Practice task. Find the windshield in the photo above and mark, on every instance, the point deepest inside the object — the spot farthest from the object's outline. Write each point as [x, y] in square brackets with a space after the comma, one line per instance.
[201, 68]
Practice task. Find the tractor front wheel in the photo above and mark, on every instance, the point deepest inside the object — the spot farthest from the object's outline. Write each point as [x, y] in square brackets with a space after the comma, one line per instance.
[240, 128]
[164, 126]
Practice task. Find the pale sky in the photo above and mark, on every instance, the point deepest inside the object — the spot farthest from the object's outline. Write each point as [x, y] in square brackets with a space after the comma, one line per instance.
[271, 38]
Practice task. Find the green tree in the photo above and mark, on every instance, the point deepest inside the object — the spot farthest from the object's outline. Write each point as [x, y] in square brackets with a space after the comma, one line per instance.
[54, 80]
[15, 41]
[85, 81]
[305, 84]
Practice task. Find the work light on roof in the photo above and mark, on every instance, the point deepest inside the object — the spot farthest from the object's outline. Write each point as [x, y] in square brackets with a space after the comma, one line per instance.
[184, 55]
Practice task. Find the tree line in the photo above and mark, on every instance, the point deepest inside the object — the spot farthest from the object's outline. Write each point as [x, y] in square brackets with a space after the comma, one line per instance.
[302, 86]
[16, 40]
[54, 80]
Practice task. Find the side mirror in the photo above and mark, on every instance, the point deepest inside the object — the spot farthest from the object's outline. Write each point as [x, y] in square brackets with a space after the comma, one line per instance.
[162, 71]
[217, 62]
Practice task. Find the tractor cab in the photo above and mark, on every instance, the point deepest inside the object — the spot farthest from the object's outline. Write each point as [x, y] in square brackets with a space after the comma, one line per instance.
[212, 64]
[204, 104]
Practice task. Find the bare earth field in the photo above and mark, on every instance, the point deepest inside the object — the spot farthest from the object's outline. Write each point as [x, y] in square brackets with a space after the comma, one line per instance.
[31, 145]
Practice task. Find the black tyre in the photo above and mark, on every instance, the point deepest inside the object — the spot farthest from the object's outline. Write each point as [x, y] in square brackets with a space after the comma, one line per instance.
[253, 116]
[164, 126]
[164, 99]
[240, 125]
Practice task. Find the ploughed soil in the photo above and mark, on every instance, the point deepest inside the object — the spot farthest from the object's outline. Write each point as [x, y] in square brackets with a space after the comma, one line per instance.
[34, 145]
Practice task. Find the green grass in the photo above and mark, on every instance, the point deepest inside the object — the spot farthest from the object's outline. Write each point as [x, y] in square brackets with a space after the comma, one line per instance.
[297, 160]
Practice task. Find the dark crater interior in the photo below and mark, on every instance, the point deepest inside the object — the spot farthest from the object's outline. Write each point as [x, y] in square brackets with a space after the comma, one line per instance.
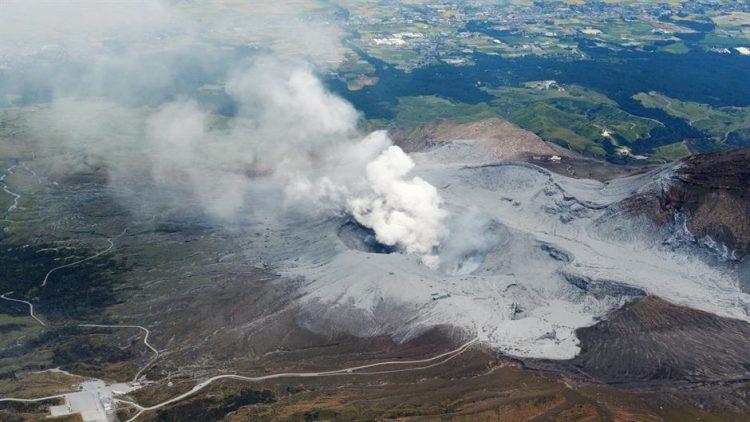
[358, 237]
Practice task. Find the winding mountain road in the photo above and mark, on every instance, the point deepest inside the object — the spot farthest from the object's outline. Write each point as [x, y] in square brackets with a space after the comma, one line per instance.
[345, 371]
[46, 277]
[31, 307]
[145, 342]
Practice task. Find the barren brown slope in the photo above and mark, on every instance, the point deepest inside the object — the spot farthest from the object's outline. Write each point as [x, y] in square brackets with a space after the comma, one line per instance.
[652, 340]
[713, 191]
[508, 142]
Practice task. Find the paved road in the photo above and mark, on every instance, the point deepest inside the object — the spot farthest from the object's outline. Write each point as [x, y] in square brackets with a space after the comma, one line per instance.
[31, 306]
[58, 396]
[145, 341]
[346, 371]
[46, 277]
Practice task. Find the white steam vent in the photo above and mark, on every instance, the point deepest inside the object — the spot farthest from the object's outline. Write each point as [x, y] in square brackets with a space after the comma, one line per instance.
[402, 212]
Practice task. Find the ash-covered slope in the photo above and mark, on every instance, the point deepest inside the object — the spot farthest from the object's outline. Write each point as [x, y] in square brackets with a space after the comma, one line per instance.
[531, 257]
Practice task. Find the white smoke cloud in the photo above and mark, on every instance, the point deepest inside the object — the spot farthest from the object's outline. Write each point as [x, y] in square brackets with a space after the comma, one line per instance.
[401, 211]
[286, 131]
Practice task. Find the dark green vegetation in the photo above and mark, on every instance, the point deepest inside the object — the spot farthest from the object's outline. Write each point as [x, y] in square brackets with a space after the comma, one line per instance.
[596, 93]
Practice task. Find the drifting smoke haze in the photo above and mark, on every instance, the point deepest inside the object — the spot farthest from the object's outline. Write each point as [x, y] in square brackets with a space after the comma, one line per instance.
[129, 91]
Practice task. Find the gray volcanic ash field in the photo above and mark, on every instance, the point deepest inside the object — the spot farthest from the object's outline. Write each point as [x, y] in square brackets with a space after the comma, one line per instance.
[529, 257]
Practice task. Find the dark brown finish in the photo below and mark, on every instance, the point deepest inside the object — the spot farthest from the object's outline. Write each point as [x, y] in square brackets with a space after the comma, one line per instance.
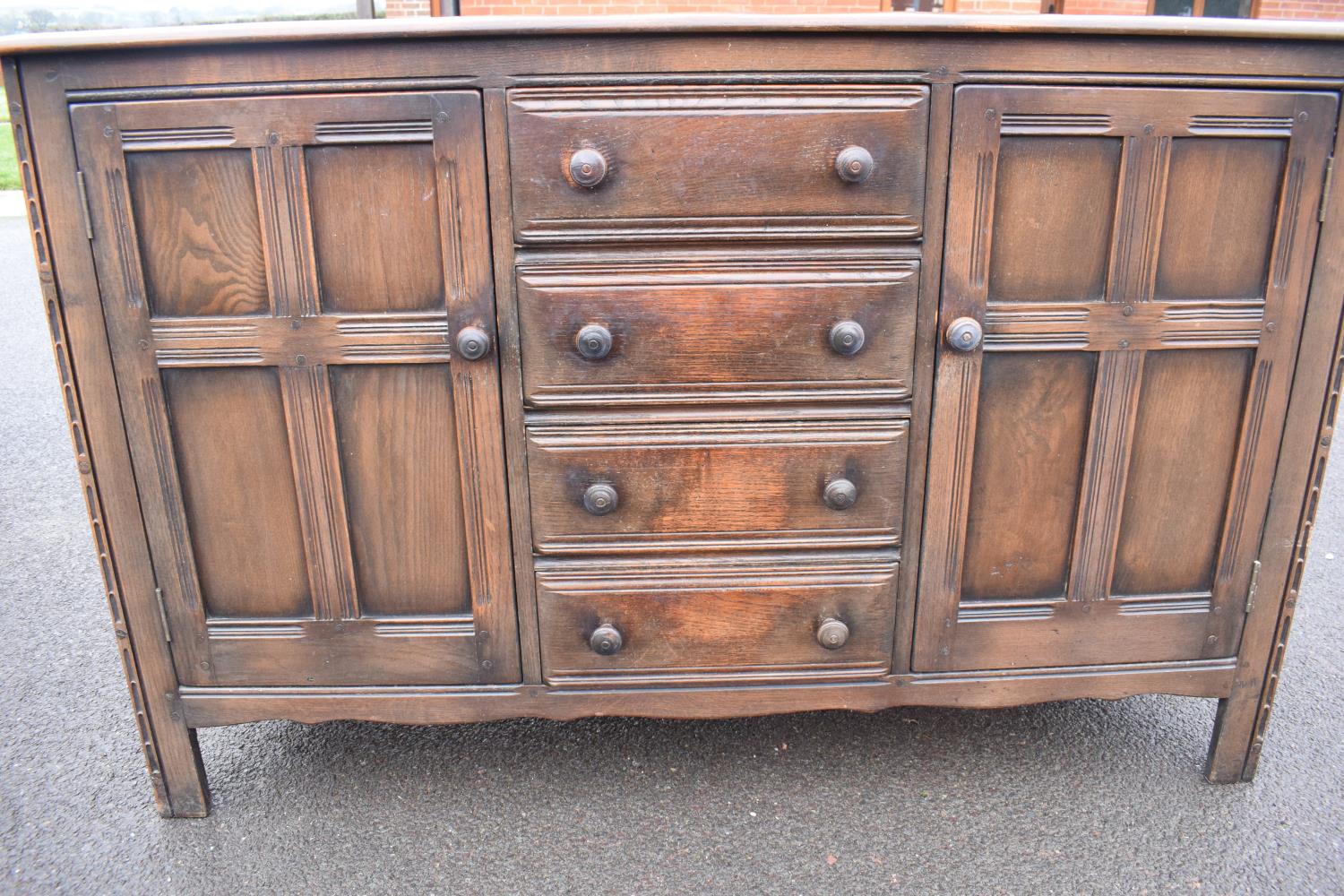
++++++++++
Leaving the pictures behind, return every line above exactly.

> [Result of this task]
Practice task. Find the windshield in the photo above and mark, on every instance, the point deepest inside the object — the spot farthest from the object's outline. Write each point as [x, y] in square brackets with a space after the comma, one line per instance.
[201, 68]
Practice task. Find the tractor front wheel in the photo above and mark, on every instance, the point deepest inside the object — the spot farthest from the object's outline. Write each point as [x, y] in square brackets with a space after the comma, one line per instance.
[240, 128]
[164, 126]
Practice task. Find the pale sky in the photo above and mark, on every instance, the point deepest inside the object — the spot farthest from the object's outline. Write each point as [x, y] in square brackets with a space after the comma, one line per instance.
[271, 38]
Practice task. Find the green tree in the photo above and mark, on every instance, the point deepest inside the object — the spot farthest from the object's outline. Write each point as [x, y] in square brackets with a space after the comma, one line per instance.
[54, 80]
[15, 41]
[85, 81]
[305, 84]
Practice task. Find the work light on roof in the photo above and mark, on every instance, the point deepest inside the object — the spot farthest from the object's outline. Write each point as [x, y] in square brackets with a space after the comma, one line per instance.
[184, 55]
Practice task. Find the tree line in the photo above and mark, on every instance, the point deepest inside the object — the spot farthest from the object's outline. Write each point as [x, y] in square brackets with a space after the comma, one line per instance.
[302, 86]
[16, 40]
[54, 80]
Practice task. Find the side mirror in the photo above and mark, on every instance, the point deepest inside the object — the spot farthest from the object's outline. Write each point as [x, y] in square brackets with a space after the comma, one line per instance.
[162, 71]
[217, 62]
Practice task. Find the tractor cab in the photo above and mark, on every instance, the point deepest inside the object — the spot farthest from the object's outline. Write each point as [x, y] in square brackets with a space after the comma, one line per instance.
[212, 64]
[204, 104]
Practice task. Find the bare earth field in the photo above and mark, on every instance, the point deepest inside the object — the spot farthest from the object's outline. Write each point as [x, y] in square brackets with a space after the comma, one line per instance.
[31, 145]
Practice task. Find the black tyre in the photo above and mark, on every instance, the point deepest inside the object — the spot farthest from the object's outline. Write each point as [x, y] in square brackets with a space after the comma, one line per instance.
[253, 116]
[164, 126]
[164, 99]
[240, 125]
Practice task. Find the ploughed soil in the photo above and mark, on every instance, the point deepest inside the object — the spot farthest from the object's outline. Write each point as [x, y] in square brackets with a space after the comma, one line per instance.
[34, 145]
Practice task. Find the green grass in the photo above and mark, on every instance, the point deepest inside the object — the spot farthest from the object's outline. Write each point as [x, y] in square brackets with a space after the comma, one line per instance.
[297, 160]
Practice task. Find the dark crater interior in the photo below and mark, on every instance, the point deepest inside the object — the spot farthest from the object's outline. Write each point as [x, y] in square brackets with a space after the comma, one line per instance.
[358, 237]
Practice task. Find the winding mountain road in the photo above and mark, on every instance, the point deepest inside the object — the spot farthest from the object's outline. Write each point as [x, y] in square brackets with a space after the comma, one line per instance.
[345, 371]
[46, 277]
[31, 307]
[145, 342]
Practice task. Find the barren brown slope in the photo above and mark, on every instance, the point deepest inside the object — the spot farthest from the object's outline. Write each point as [x, y] in square brackets with a space after the comma, one line per instance.
[652, 340]
[713, 191]
[508, 142]
Practice task. Find the paved road in the photo above and mark, on every instance, the point deepest inside the object — the spot farthest from the object's outline. Write each point as [x, y] in square brackets with a space after the comma, one line per instance.
[31, 306]
[58, 396]
[145, 341]
[346, 371]
[46, 277]
Practice task. Find the white steam vent in the photo above and mark, on every instance, the point deepest inside the object — the spot farthest from the object's outline. Write each point as [x, y] in square brackets with a space after the comma, one line per instance.
[402, 212]
Practice task. Find the ash-covered slope in the photo above and mark, on every instance, the point deepest inside the object — the spot farthest from the object's outline. Write each point as [x, y] in square brackets with a space after the comma, one line per instance.
[531, 257]
Practice task. Find the white smoke cloud in the photo above and mark, on every instance, the point deepest inside the object — the spot farthest from the object's outline. Write each point as [x, y] in square brackets with a space after the comma, one line per instance.
[401, 211]
[286, 131]
Practice task. Find the dark green vegetation in the photo above and mark, on every instance, the point deepest inside the object — the spot farthest from the object's outline. Write each point as [x, y] in square brackets with a space after the comma, one line per instance.
[596, 93]
Practice task. Find the drifting smoke haze in the photo above and mark, on every instance, the point deepest inside the object — the spot farthest from the object's outline. Write each point as [x, y] in square brackets with a space after the comma, one line per instance.
[129, 91]
Practice task. Find the gray volcanic ash field in the photo above and mark, on every instance, the point deepest inside the object — the spot farthest from the object's outline. Write each point as [x, y] in square brackets with a space after the comma, one line per instance.
[529, 257]
Practice task. Find the dark brown finish in the photo below and mark, on every instance, the point deepest inside the object — the spot farthest from the object's outline. Write each point as [x, y] in square brackets with a space after the comma, one line per instance.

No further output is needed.